• _Proposta da atividade_
Com base no texto apresentado, explique por que os textos precisam ser separados por linhas de comando e descreva como cada uma dessas linhas é composta. Responda em até três frases.

• _Texto apresentado_
Nome do Programa de Pós-Graduação | 2012 | 2017 |
---|---|---|
Educação | 6 | 2 |
Educação Científica e Tecnológica | - | 3 |
Educação e Saúde na Infância e Adolescência | - | 1 |
Educação em Ciências e/em Matemática (s) | - | 5 |
Educação Matemática | 10 | 12 |
Educação para a Ciência | - | 3 |
Ensino | - | 1 |
Ensino de Ciências Naturais e Matemática | 1 | 1 |
Ensino de Matemática | 1 | 3 |
Ensino, Filosofia e História das Ciências | 1 | 1 |
Multiunidades em Ensino de Ciências e Matemática | - | 1 |
Fonte: elaborado pelos autores
Esse crescimento nos Programas de Pós-Graduação se dá em âmbito nacional, conforme aponta a pesquisa realizada pela CAPES. “No Brasil, o Sistema Nacional da Pós-Graduação (SNPG) cresce de forma sustentável e contínua, atingindo o crescimento de 25% no número de programas nos últimos quatro anos - em dados absolutos o sistema avançou de 3.337 para 4.175 programas entre os anos de 2013 e 2016” (CAPES, 2017).
Em relação à busca dos trabalhos defendidos no ano de 2012 e 2017, apenas não foi possível encontrar o trabalho de Santos (2012). Foram selecionados os resumos para compor o corpus textual. Porém, cabe destacar, de acordo com Morais e Ambrósio (2007: 9), que a “preparação dos dados é a primeira etapa do processo de descoberta de conhecimento em textos. Envolve a seleção dos dados que constituem a base de textos de interesse e o trabalho inicial para tentar selecionar o núcleo que melhor expressa o conteúdo destes textos”.
Para a inclusão dos dados no software é necessário a separação dos textos com linhas de comando, da seguinte maneira: digitar quatro asteriscos (sem espaço em branco antes deles), um espaço branco subsequente, um asterisco e o nome da variável (sem espaço em branco entre eles), neste caso Resumo, seguido do ano (2012 ou 2017), um traço embaixo da linha (underline) e finalmente, o número do trabalho. Por exemplo: **** *Resumo2012_01.

• _Dados_
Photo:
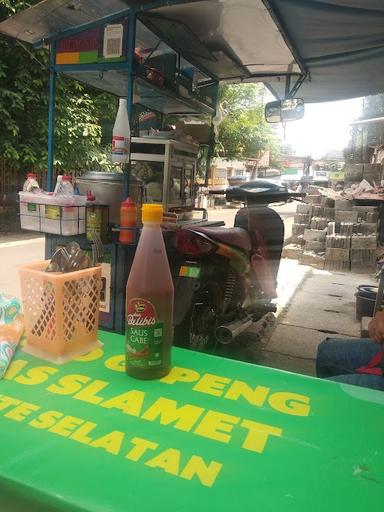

• _Resolução do exercício_
A separação dos textos por linhas de comando é necessária para incluir os dados no software. Cada linha começa com quatro asteriscos, sem espaço em branco antes deles, seguidos de um espaço. Depois vêm um asterisco junto ao nome da variável (Resumo), o ano (2012 ou 2017), um traço embaixo da linha (underline) e o número do trabalho, como em **** *Resumo2012_01.